> _GIVEN ENTRIES_:
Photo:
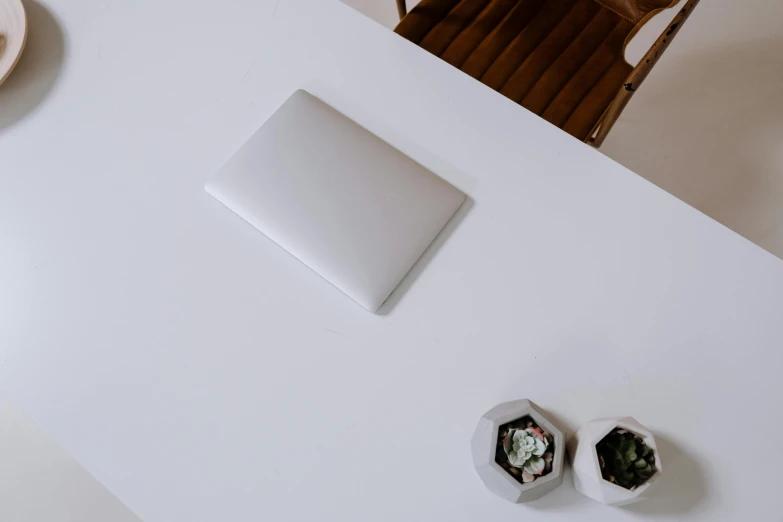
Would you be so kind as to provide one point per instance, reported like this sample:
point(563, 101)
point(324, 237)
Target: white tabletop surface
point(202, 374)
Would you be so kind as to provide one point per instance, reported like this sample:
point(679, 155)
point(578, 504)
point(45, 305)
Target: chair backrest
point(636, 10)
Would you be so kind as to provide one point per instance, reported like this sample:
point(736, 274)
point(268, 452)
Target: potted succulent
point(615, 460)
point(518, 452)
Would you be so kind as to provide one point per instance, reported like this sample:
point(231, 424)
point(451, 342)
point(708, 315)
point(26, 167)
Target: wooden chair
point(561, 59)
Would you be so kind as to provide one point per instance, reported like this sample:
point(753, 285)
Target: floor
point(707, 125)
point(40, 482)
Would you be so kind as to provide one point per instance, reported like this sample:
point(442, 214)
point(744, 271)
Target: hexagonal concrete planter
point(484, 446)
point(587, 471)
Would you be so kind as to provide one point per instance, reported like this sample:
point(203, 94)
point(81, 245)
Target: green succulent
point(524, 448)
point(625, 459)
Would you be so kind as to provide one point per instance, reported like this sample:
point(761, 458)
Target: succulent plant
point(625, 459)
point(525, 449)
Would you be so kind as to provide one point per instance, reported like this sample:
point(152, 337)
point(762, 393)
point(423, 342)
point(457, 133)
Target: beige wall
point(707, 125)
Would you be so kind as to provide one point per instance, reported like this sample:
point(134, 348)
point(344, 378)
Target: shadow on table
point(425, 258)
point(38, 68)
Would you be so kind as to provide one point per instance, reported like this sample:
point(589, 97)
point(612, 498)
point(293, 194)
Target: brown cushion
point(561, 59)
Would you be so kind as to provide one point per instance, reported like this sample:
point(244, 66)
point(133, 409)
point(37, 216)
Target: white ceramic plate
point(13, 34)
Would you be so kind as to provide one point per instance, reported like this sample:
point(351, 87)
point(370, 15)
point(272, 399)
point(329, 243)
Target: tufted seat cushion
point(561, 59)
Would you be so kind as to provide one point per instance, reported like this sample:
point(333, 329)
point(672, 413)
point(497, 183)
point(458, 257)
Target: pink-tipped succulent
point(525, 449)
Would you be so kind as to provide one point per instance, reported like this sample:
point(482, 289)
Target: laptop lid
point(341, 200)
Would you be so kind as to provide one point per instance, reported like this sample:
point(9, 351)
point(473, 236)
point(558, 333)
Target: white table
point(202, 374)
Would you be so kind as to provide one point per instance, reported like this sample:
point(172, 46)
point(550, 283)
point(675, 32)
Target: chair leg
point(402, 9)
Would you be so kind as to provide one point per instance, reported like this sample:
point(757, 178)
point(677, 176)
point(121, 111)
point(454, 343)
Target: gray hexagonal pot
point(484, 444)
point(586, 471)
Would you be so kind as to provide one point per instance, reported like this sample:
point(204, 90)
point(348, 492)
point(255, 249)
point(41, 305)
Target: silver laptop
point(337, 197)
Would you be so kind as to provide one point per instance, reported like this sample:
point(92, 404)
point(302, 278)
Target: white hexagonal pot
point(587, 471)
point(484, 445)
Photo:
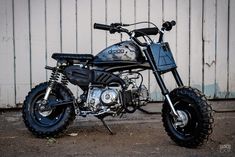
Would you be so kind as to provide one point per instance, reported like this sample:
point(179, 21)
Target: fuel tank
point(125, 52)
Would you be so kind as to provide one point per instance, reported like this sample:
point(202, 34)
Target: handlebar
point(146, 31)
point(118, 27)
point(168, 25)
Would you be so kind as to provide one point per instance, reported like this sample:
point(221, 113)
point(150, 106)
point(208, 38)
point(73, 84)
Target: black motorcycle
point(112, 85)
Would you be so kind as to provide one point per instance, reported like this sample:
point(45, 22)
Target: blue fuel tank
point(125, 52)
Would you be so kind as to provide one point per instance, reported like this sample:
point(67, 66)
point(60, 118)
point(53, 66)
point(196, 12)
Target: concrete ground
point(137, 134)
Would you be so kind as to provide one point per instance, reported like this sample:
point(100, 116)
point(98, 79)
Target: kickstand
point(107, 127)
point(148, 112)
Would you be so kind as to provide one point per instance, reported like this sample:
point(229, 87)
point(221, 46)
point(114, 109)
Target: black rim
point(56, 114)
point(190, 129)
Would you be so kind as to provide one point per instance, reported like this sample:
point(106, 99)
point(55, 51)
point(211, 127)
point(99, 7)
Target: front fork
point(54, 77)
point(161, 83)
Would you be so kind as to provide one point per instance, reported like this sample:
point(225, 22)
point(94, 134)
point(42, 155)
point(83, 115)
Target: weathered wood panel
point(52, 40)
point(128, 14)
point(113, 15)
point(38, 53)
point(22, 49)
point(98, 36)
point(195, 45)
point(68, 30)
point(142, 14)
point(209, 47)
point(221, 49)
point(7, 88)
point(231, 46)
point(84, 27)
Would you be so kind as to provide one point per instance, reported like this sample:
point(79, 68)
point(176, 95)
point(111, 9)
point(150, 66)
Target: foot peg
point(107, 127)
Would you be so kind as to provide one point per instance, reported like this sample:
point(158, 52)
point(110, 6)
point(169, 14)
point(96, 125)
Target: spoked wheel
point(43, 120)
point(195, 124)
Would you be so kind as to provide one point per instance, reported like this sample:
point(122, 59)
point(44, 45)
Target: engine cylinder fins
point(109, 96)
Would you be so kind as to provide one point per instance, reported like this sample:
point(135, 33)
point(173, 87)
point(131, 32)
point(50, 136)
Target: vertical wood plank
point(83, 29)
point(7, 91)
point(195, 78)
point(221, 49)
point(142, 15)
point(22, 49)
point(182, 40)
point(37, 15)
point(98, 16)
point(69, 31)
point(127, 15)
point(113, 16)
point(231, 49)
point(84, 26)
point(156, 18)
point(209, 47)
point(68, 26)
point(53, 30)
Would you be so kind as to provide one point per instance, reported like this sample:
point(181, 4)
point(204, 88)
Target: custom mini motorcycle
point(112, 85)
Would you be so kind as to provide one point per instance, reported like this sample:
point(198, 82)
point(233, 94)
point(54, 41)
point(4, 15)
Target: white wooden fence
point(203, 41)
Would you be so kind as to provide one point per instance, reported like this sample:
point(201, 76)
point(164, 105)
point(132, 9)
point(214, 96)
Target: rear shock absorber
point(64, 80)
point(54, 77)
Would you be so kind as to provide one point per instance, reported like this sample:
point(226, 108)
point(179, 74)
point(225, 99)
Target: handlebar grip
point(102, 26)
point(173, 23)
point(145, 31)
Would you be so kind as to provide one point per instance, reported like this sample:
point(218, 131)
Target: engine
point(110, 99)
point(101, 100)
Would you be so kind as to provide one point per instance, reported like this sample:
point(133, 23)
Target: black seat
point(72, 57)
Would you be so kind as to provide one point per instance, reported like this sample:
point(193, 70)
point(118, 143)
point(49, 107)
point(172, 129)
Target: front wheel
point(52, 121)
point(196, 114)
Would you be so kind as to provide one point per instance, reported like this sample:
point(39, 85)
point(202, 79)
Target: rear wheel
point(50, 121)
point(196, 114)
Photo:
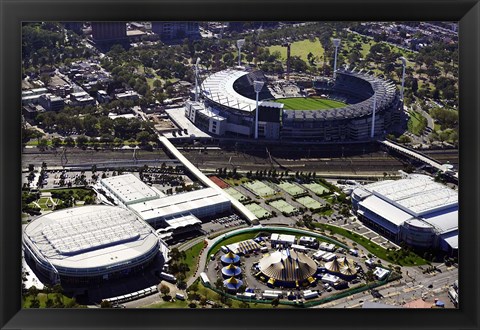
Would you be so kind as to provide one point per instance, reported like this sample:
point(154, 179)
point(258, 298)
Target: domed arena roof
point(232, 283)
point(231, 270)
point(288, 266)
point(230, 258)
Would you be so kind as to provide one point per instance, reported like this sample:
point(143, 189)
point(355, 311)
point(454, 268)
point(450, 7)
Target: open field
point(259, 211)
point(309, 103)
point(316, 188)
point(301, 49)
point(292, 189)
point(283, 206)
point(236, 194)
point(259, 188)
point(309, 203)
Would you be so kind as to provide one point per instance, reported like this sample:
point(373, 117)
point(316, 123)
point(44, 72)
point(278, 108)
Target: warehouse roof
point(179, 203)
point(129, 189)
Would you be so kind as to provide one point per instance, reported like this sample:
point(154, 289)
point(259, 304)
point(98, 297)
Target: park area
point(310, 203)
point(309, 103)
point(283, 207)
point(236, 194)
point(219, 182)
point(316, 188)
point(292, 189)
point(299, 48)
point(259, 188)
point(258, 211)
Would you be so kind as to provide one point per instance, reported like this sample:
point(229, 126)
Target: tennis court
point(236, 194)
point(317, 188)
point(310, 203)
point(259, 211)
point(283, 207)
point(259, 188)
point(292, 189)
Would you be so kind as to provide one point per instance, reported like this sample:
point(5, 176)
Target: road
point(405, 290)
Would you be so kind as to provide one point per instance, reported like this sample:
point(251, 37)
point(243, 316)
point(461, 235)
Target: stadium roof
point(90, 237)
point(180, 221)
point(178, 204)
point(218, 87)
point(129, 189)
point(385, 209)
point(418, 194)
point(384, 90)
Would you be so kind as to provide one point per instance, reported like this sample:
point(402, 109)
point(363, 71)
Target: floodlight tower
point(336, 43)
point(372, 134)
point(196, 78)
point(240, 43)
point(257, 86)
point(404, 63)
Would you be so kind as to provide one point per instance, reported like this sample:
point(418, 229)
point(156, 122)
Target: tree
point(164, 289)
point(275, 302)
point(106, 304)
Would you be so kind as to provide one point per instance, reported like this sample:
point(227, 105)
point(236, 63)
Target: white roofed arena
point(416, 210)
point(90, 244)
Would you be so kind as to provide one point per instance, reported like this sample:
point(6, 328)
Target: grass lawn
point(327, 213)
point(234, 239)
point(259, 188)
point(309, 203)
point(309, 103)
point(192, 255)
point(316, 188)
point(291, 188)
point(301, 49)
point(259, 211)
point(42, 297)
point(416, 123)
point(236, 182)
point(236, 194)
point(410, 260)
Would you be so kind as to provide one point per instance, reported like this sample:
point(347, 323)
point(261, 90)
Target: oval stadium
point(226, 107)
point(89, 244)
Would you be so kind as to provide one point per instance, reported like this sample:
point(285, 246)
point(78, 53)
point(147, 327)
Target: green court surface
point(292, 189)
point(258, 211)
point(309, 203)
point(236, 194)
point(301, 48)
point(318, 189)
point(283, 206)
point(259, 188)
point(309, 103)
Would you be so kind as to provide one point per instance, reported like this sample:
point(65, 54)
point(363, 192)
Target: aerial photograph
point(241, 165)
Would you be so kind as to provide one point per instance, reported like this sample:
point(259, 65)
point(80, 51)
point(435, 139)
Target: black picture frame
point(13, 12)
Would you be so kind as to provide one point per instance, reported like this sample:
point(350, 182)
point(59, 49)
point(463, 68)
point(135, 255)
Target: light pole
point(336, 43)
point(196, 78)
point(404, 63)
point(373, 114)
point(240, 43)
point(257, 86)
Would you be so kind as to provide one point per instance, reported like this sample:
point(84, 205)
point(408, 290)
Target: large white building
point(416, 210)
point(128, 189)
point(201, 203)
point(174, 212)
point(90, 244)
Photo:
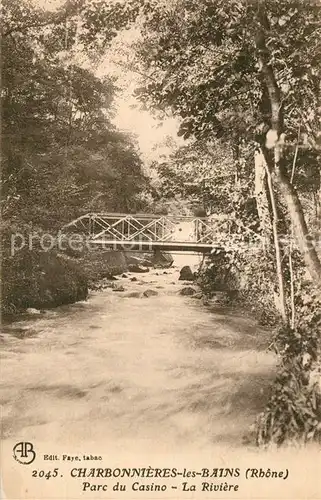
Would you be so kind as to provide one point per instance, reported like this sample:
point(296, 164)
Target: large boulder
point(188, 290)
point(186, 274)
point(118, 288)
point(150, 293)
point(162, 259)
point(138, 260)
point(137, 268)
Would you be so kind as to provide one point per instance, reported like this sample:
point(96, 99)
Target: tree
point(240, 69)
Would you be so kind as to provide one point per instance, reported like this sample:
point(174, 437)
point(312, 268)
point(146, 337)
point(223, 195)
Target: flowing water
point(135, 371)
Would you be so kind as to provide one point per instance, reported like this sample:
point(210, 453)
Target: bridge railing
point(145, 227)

> _WHAT YOU NEED TO DO_: How many lines in the records above contain the word "wooden"? Give only the number.

> _TASK RESPONSE_: 2